Write the line that includes "of the mirror" and all subsequent lines, exactly as written, and nothing more.

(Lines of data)
══════

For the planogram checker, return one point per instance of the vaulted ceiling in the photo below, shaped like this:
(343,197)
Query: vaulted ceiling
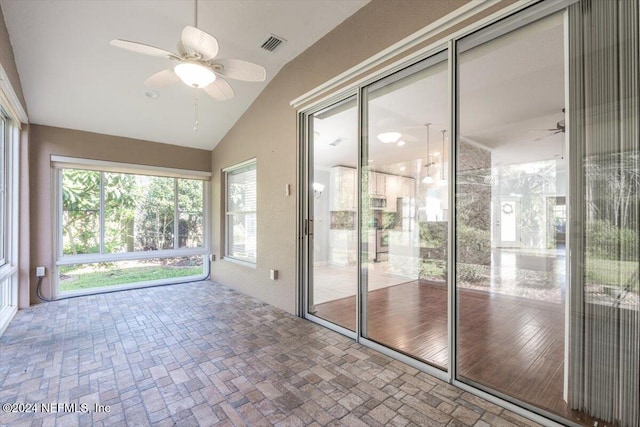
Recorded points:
(72,78)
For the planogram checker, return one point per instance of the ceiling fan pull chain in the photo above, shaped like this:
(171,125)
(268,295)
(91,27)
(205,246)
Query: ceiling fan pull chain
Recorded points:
(195,104)
(196,13)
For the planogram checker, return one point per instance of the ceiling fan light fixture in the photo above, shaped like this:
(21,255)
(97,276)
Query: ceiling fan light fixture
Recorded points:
(389,137)
(194,74)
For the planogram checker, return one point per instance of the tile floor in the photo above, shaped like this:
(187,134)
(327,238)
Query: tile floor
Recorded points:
(202,354)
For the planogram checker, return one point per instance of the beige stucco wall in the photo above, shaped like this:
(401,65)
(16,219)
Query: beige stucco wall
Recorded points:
(45,141)
(8,61)
(267,131)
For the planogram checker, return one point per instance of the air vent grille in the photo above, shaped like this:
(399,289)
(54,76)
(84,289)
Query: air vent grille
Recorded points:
(272,43)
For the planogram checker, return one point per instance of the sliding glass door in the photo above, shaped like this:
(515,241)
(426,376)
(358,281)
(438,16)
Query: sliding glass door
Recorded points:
(333,201)
(405,207)
(475,212)
(511,177)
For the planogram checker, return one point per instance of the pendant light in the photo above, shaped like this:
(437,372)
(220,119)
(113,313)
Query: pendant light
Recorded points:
(427,179)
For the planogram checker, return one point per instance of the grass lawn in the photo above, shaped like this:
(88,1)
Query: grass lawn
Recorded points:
(612,273)
(83,278)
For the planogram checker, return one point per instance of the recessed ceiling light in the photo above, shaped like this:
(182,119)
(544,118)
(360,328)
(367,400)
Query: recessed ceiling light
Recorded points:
(389,137)
(150,93)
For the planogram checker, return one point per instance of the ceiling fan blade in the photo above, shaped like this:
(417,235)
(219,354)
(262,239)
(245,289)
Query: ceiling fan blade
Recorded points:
(163,78)
(547,136)
(143,48)
(196,41)
(219,89)
(241,70)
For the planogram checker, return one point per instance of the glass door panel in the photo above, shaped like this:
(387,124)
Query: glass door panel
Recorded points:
(333,280)
(404,215)
(511,182)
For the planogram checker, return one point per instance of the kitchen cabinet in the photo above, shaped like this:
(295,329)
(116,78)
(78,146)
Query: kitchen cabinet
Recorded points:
(343,192)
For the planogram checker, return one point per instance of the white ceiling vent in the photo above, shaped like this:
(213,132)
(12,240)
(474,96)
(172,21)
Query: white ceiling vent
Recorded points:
(272,43)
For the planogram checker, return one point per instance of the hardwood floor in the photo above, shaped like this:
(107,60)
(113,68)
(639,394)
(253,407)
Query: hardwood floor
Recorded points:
(509,344)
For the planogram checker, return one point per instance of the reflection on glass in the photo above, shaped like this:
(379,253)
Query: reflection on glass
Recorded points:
(510,250)
(333,193)
(405,207)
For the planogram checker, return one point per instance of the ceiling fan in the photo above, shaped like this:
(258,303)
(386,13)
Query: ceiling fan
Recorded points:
(197,65)
(560,128)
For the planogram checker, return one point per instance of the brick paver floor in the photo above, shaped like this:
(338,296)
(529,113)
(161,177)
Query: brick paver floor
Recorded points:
(203,354)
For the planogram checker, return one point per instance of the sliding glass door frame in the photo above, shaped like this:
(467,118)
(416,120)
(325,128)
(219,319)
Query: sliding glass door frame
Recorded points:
(513,19)
(306,213)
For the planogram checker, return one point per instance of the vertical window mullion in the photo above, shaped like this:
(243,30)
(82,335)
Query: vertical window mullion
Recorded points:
(176,216)
(102,210)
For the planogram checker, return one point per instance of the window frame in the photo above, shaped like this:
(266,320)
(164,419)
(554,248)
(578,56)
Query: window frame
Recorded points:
(5,180)
(245,166)
(10,218)
(61,163)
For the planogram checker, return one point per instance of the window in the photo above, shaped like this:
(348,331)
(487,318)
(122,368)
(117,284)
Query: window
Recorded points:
(121,227)
(3,193)
(9,150)
(241,199)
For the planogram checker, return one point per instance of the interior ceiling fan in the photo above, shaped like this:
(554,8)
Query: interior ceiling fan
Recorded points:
(197,65)
(560,128)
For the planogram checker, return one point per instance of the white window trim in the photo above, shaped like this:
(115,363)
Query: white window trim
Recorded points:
(63,162)
(59,163)
(247,262)
(9,271)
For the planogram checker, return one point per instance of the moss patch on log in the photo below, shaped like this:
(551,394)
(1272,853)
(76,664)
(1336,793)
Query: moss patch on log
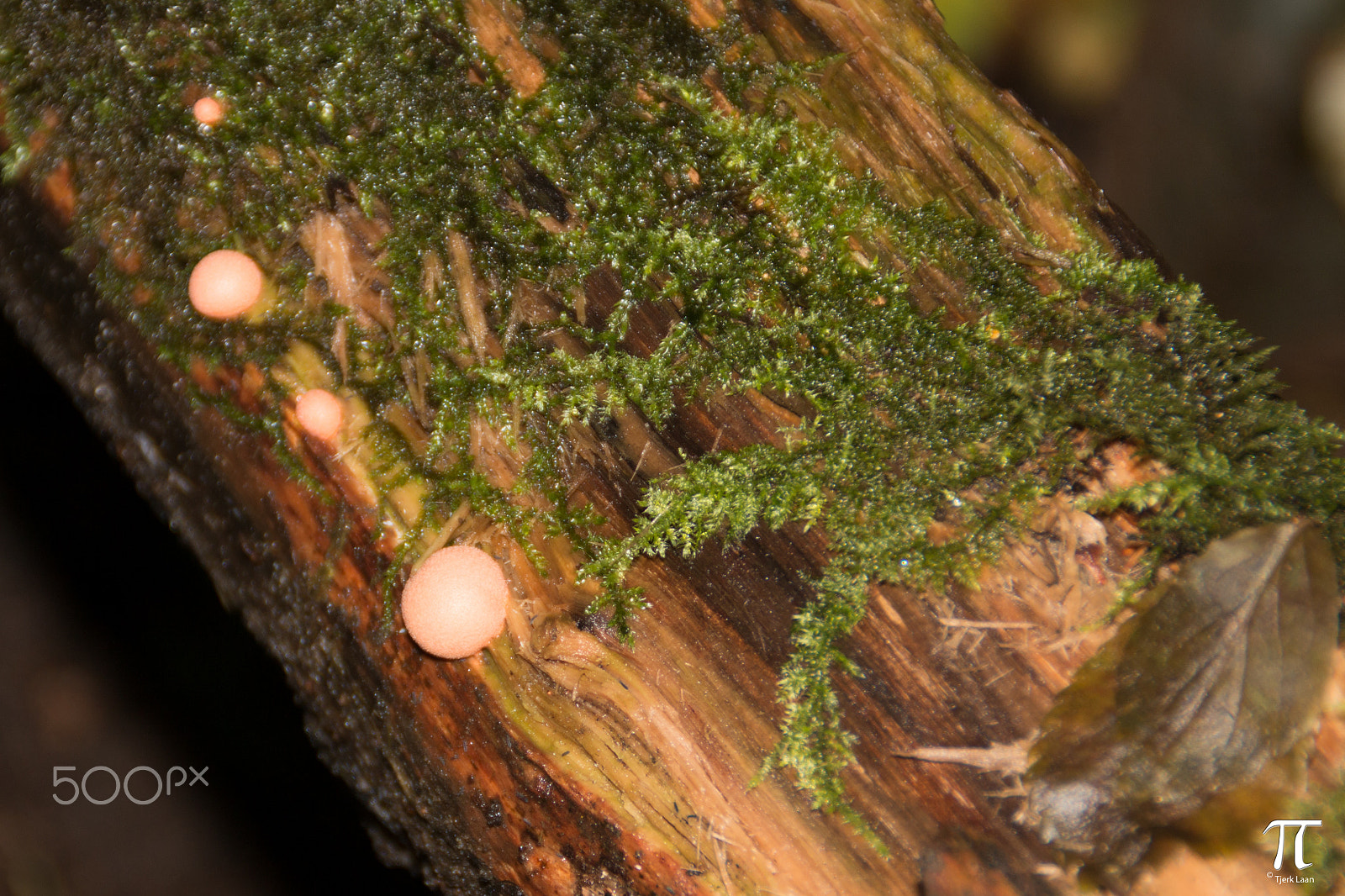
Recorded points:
(669,158)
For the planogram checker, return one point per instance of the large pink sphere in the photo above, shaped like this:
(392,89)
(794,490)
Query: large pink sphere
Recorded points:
(225,284)
(454,603)
(319,414)
(208,111)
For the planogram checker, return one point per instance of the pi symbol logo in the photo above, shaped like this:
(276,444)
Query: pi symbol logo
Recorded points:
(1298,838)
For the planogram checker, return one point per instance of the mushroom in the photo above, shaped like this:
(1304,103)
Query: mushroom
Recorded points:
(208,111)
(320,414)
(225,284)
(454,603)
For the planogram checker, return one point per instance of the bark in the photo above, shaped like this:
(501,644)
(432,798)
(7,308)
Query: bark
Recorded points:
(562,761)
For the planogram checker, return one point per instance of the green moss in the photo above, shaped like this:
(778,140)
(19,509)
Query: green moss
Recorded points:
(915,420)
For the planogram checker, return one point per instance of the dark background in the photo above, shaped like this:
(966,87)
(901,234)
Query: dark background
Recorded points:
(113,646)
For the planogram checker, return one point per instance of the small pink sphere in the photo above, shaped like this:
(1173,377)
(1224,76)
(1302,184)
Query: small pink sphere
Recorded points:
(454,603)
(225,284)
(208,111)
(319,414)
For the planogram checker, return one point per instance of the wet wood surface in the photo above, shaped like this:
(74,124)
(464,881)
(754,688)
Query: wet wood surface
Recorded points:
(560,762)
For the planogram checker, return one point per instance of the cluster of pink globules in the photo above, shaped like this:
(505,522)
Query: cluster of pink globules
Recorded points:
(454,604)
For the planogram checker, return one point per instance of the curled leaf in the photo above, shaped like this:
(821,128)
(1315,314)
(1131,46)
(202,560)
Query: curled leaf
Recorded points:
(1221,670)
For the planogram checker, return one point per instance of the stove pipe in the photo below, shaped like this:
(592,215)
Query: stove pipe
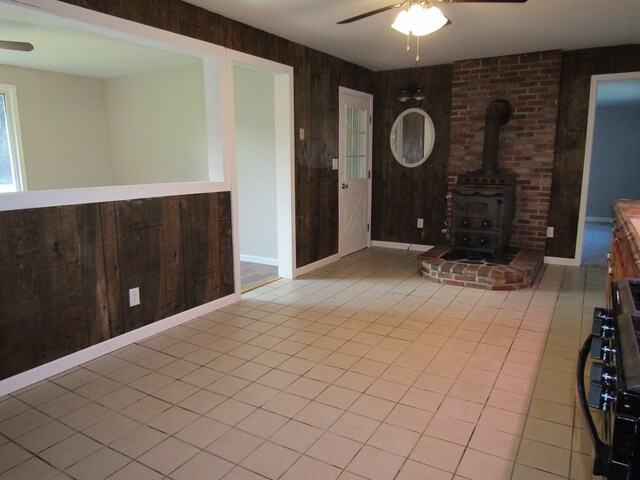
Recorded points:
(498,113)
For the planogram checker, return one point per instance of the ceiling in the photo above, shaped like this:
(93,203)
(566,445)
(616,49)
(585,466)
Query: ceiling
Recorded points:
(618,92)
(65,46)
(478,30)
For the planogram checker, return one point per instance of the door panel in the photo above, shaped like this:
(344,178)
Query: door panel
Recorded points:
(354,165)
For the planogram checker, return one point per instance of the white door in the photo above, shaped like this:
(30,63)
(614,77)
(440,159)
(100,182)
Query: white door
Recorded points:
(355,170)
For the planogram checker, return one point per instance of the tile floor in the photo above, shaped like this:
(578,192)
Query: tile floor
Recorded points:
(254,275)
(361,370)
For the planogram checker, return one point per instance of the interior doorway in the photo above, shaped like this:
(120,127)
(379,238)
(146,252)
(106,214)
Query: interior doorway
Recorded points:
(354,165)
(611,161)
(261,114)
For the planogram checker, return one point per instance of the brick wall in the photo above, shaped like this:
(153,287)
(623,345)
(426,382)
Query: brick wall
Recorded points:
(531,82)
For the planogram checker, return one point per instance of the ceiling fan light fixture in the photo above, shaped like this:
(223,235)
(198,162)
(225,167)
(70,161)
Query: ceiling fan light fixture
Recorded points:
(419,20)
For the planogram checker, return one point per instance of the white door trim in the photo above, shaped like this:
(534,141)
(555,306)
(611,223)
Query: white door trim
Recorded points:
(367,96)
(586,169)
(285,178)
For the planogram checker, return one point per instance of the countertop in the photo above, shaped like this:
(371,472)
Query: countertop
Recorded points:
(627,218)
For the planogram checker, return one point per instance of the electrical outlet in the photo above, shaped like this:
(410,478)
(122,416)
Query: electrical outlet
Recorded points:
(134,296)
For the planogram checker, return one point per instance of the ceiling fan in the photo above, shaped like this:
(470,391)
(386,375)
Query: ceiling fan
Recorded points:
(19,46)
(408,3)
(419,17)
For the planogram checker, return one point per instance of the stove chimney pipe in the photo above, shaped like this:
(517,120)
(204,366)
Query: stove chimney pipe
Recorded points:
(498,113)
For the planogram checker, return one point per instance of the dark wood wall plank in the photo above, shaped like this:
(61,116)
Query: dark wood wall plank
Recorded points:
(94,277)
(401,195)
(41,308)
(70,269)
(208,256)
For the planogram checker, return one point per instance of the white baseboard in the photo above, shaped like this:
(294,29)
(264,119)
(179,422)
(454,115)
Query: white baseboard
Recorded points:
(402,246)
(315,265)
(55,367)
(261,260)
(599,219)
(567,262)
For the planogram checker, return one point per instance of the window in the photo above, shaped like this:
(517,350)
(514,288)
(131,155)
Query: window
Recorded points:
(11,176)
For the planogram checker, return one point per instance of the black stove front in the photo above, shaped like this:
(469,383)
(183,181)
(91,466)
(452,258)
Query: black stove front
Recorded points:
(614,391)
(482,212)
(483,201)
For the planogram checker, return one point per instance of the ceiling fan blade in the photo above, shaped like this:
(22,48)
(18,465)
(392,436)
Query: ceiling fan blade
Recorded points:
(372,12)
(482,1)
(20,46)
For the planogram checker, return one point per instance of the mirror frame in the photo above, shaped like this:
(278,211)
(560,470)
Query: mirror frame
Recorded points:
(428,147)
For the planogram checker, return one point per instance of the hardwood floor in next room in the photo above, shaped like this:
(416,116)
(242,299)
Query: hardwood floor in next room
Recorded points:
(359,370)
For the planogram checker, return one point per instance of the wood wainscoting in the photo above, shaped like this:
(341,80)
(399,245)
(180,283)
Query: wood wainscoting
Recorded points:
(66,271)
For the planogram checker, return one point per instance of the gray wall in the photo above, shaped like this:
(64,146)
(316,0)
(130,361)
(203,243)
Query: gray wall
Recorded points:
(256,163)
(615,159)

══════

# [SOLUTION FOR THIS TASK]
For the planogram checker, return one point per instance of the mirror frame in the photo above, shaped like this:
(278,211)
(560,470)
Query: mirror frame
Recorded points:
(428,147)
For the planogram checker, return one point per instance of the hardwood floor in next room in the photo above, shaped like this:
(416,116)
(242,299)
Query: hardwood floor in next room
Recorded points:
(359,370)
For the planogram checker, return one point per instance of the wood wainscoting in the photo above, shaped like this:
(341,80)
(399,245)
(180,283)
Query: wood wainscoting
Recorded points:
(66,271)
For the planogram checker, return one point per instance of the gray wall in the photo above, shaped like this:
(64,146)
(316,0)
(130,361)
(203,243)
Query: gray wall
Recorded points:
(256,163)
(615,159)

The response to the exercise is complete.